• Stated goal
The listing below should be printed exactly, every line of it. Skip the pictures.

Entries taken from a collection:
□ □ □ □

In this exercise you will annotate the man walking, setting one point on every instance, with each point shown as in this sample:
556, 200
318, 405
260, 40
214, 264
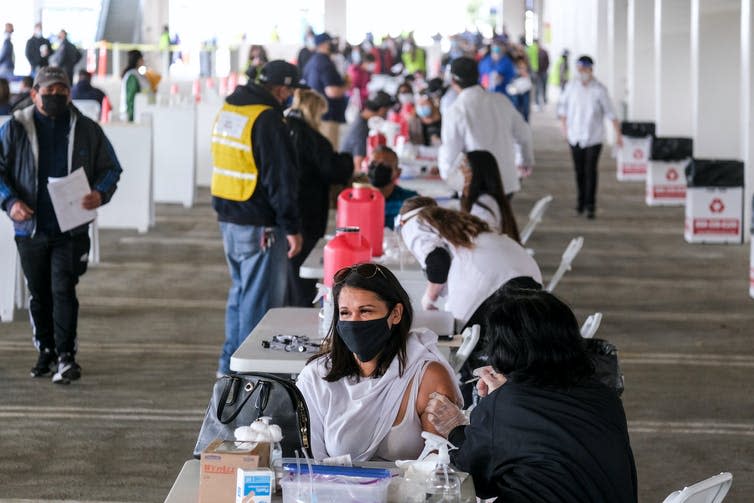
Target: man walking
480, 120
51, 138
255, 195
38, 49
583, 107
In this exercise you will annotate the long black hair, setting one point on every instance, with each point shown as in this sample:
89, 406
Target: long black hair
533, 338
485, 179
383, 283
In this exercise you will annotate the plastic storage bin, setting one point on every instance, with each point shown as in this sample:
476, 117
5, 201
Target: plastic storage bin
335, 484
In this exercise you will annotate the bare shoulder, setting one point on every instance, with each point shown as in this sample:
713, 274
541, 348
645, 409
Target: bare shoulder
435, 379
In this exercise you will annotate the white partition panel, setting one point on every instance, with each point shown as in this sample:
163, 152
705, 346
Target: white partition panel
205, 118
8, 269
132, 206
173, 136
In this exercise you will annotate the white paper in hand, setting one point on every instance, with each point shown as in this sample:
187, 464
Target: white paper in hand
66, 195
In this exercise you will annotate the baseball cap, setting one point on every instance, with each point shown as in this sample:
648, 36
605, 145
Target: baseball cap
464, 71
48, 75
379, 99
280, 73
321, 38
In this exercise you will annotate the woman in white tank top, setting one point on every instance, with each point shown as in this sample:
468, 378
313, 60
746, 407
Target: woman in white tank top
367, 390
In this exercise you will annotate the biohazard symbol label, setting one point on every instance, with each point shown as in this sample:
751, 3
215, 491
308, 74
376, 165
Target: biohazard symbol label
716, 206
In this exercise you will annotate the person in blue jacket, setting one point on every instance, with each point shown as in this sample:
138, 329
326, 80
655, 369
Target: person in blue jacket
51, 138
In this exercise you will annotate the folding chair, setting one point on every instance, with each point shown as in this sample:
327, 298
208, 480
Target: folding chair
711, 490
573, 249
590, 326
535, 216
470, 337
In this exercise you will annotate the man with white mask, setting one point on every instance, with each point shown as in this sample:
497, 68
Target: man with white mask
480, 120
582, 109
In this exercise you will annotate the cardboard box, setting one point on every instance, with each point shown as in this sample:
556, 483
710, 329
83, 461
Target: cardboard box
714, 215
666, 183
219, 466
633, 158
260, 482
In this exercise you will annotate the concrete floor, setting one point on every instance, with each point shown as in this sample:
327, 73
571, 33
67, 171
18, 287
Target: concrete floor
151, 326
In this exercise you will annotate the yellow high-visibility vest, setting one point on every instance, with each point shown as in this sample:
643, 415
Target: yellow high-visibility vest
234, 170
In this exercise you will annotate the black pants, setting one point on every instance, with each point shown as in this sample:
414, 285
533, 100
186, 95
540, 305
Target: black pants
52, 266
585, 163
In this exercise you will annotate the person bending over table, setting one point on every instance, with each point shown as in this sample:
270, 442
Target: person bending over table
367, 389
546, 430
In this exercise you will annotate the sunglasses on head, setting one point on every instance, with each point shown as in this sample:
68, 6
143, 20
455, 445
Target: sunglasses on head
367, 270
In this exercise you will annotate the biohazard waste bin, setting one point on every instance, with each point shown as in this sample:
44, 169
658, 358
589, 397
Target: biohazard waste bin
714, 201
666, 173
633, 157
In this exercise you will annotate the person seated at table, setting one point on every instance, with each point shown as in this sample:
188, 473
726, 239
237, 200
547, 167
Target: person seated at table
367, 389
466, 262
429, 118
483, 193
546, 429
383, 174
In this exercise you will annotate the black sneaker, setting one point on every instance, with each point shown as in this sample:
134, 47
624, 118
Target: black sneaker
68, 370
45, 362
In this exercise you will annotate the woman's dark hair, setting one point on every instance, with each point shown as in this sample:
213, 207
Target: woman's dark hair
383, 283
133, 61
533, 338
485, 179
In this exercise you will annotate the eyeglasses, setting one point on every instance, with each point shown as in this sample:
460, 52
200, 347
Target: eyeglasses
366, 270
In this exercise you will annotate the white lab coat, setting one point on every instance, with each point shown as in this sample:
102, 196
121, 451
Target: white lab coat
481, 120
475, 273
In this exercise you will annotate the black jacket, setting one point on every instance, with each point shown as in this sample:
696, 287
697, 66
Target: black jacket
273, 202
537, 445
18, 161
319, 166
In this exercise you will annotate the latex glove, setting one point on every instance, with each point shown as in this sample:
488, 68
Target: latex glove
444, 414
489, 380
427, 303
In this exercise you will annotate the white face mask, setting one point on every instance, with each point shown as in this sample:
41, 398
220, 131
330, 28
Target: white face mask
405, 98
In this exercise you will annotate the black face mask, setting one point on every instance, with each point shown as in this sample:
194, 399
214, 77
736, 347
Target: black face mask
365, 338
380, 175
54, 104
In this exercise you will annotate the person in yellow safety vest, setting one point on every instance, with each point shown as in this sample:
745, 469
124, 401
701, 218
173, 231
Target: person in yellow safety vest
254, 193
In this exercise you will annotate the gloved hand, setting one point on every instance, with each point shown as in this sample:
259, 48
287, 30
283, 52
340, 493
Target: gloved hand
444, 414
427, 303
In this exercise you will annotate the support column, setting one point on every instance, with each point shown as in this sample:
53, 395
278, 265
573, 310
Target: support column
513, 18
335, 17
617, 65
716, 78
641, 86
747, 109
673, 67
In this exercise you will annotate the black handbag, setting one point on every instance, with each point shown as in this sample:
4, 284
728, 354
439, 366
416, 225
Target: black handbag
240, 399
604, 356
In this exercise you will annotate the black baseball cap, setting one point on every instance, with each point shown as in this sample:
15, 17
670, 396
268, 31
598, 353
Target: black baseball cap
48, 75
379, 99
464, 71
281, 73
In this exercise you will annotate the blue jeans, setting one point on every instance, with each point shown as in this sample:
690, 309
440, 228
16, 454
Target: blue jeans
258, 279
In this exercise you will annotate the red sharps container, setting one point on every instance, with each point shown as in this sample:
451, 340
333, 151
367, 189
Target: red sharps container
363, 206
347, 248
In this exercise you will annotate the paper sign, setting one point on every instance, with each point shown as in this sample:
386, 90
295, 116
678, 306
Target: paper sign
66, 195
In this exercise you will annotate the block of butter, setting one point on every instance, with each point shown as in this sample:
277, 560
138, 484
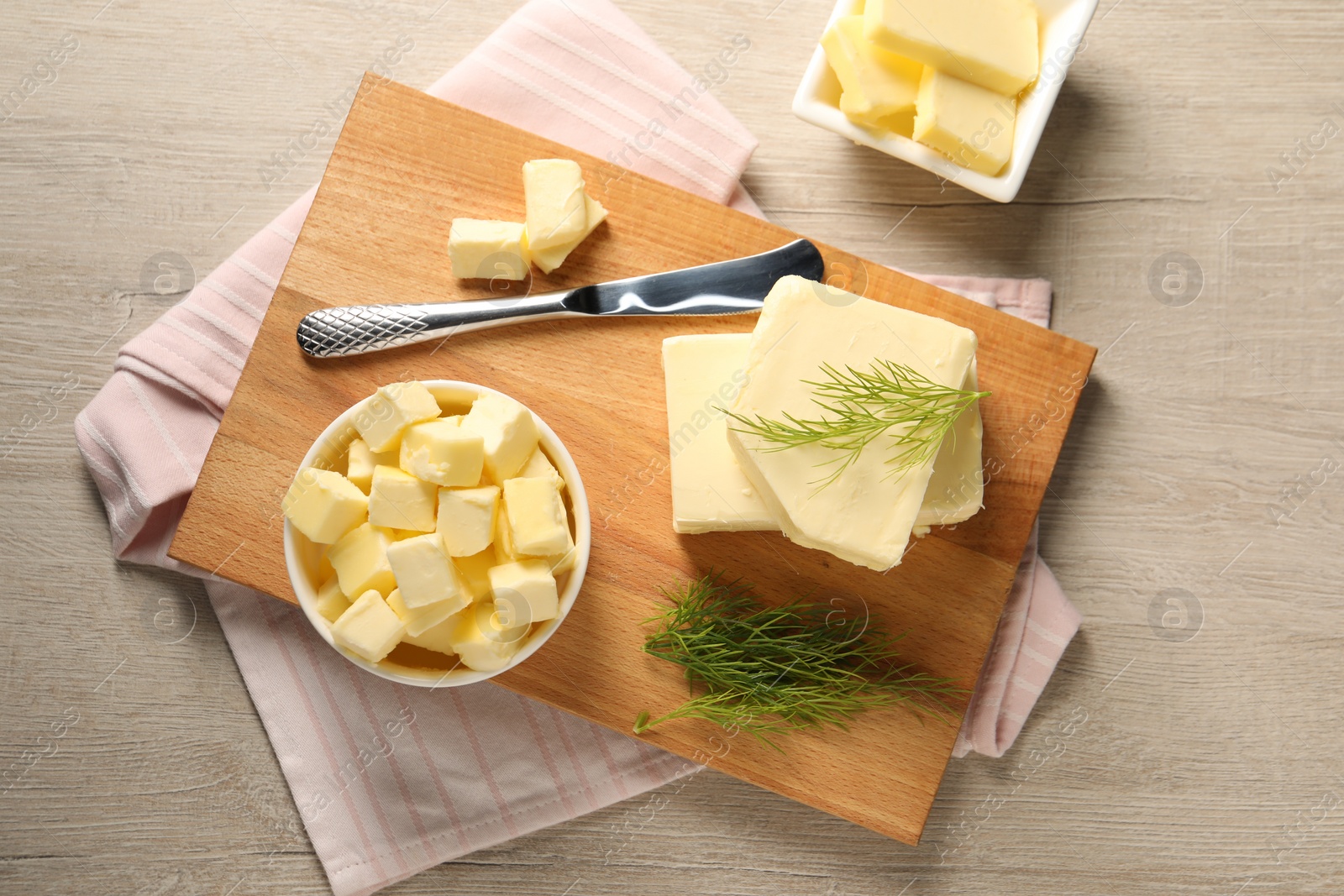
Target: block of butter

□ □ □ □

• Solution to this task
In this exercise you will annotate the man walking, setting one point on every instance, with each point shown as in this sample:
556, 200
318, 405
260, 40
214, 264
Target: man walking
480, 120
51, 138
255, 195
38, 49
583, 107
In this exercise you will annotate the long black hair, setting one point on every instance, with each point shown as in this sample:
89, 406
Target: long black hair
533, 338
485, 179
383, 283
In this exercise you will annotate the plastic storage bin, setting one point on every instance, with each point shown as in this sample:
476, 117
5, 201
Target: plastic storage bin
335, 484
In this exercise you will annotate the bare shoulder, setting one point on every instance, with each point shown as in this sample:
713, 274
541, 348
645, 409
Target: bare shoulder
435, 379
In this exercise you will annotate the white partition panel, setting one point on every instance, with each point shown as in this sample:
163, 152
705, 346
Target: white partition panel
205, 118
8, 269
132, 206
173, 136
In this exercise you will annotate the white paper in hand, setting one point on every instance, with each point shown as in this sample:
187, 464
Target: white paper in hand
66, 195
In this exercise you will annotate the baseball cap, setting one point on every instance, with each point shown as in this sample:
648, 36
605, 145
Target: baseball cap
464, 71
48, 75
379, 99
280, 73
321, 38
In this exercise you will annotate the woman in white tank top, setting one point on every instance, with each point shown as in this sample:
468, 378
313, 60
746, 407
Target: woman in white tank top
367, 390
In this exercise you will annotate the biohazard symbol label, setting one point on every instance, with each point shown as in this sample:
751, 3
215, 491
308, 74
376, 165
Target: biohazard symbol label
716, 206
In this exercise you will annotate the person in blue jacket, setting one point on every instance, with each point shown as in this sample:
138, 329
326, 80
655, 369
Target: person in blue jacket
51, 138
In this exercise you will annotate the folding chair, setting one point on every instance, with each point shown as in this sample:
327, 298
208, 480
Target: folding chair
711, 490
573, 249
590, 326
535, 216
470, 337
In this exercise you will annotate the man with white mask, setting one point on every instance, with each point shown as in this sample:
497, 68
Target: man with white mask
480, 120
582, 109
In this exercise you will annotate the cardboard box, setting one point on every instance, with each point shown as in this sample:
556, 483
710, 329
83, 461
Target: cardboard box
714, 215
666, 183
219, 466
633, 158
260, 482
In this exercise you will annotate the concrete floor, setting one point on every instance, with each point shown as in this sample:
327, 73
571, 33
67, 171
18, 287
Target: concrete floor
151, 326
In this exercise you will annotate the yellow high-visibility vest, setting one point on every instance, with each point shown as in this sample:
643, 415
Target: yellow high-visibility vest
234, 170
In this exercise you will annotate the black pants, setting one point on every instance, with each point shown as in this sample:
414, 285
533, 100
186, 95
540, 305
Target: black pants
52, 266
585, 163
In this exercise you will annotate the person bending over table, setting one point on every instance, with each point shown as in this sample:
270, 442
Target: person bending over table
367, 389
546, 430
In this exercise you will annotate the sunglasses on head, setting one point on every instance, with each point shown as in this sample:
68, 6
143, 20
455, 445
Target: sunglasses on head
367, 270
In this exercise you will annotate the biohazard waste bin, setting one point on every instance, with each point shown as in this sample:
44, 169
658, 358
589, 397
Target: biohazard waste bin
714, 201
666, 173
633, 157
In this exercise you will annotate the person seated at table, setting one point on every instance, with each point shown as in this sample:
188, 473
726, 239
237, 200
547, 167
Target: person seated at table
367, 389
466, 262
429, 118
483, 193
546, 429
383, 174
In this exercise you will annotate the black sneaker, setting one point on every instance, with each point shown as in this sample:
134, 47
624, 118
Target: black sneaker
68, 370
45, 362
In this exercise you will annotate the woman's dark hair, setting one point on every instance, with each point shown as in this sample:
213, 207
Target: woman's dark hair
383, 283
133, 61
533, 338
485, 179
In this exercise you will annotate the eyeglasses, setting one point on every instance, with each point shown as in this sample:
460, 52
200, 347
Target: eyeglasses
366, 270
In this exercise you will annotate the white lab coat, setting one point on every instance, with each point shown as in this sample:
102, 196
121, 451
Target: white lab coat
481, 120
475, 273
In this exercise you will annotate the black jacket, setting one point on every instance, with each point shown as in this sample:
696, 287
697, 66
Target: black jacket
273, 202
537, 445
18, 161
319, 166
In this exercise you will annotate the latex glove, setting one point on every instance, with each point shown as in this sample:
488, 68
Target: latex glove
444, 414
489, 380
427, 303
In this exercise you will annotate the white face mask, setting one point on every instance, with each point shown as in this sample:
41, 398
220, 131
330, 28
Target: white face mask
405, 98
In this exercise you will annotate the black face mask, setting one point on every instance, with each point shown as in this sample:
194, 399
214, 77
736, 347
Target: black face mask
365, 338
380, 175
54, 104
In this exercise you will annotate the person in yellow safety vest, setting one point on every instance, with each point shown as in this sample:
745, 469
124, 401
701, 218
173, 231
Target: person in yellow safety vest
254, 193
In this exercise you will annotate the gloved hand, setting one point on every instance, with each point shown as in this sample:
259, 48
287, 30
283, 52
340, 493
Target: gloved hand
444, 414
427, 303
In this exercise you will annotate the support column, setting one point on every instance, with each point shown as in this sample:
53, 395
278, 265
573, 310
Target: support column
513, 18
335, 17
617, 65
716, 78
641, 86
747, 109
673, 67
In this exercise you will annotate the black handbag, setting one point on every instance, with each point shown as in this sample:
4, 284
728, 354
439, 366
416, 225
Target: black handbag
240, 399
604, 356
In this exercise you will annotate the black baseball cap, setting one point on every instance, with each point shown as in this sample:
15, 17
670, 396
268, 31
598, 353
Target: black baseball cap
48, 75
379, 99
464, 71
281, 73
In this exercise you will annotate the blue jeans, setting one point on every instance, with each point shown as in this sample:
690, 309
440, 228
16, 454
Target: blue jeans
258, 279
In this exercise you will annotate the red sharps container, setting one point on every instance, with each point shown as in this sample:
451, 340
333, 151
367, 189
Target: red sharps container
363, 206
347, 248
In this exercise you will annotate the paper sign, setting one point on every instance, with each point shown as in this sample:
386, 90
295, 116
678, 306
Target: paper sign
66, 195
In this exercise you will annotate the block of butter, setting one point on every instance, with each point shown as in this sample:
277, 560
138, 484
Target: block of butter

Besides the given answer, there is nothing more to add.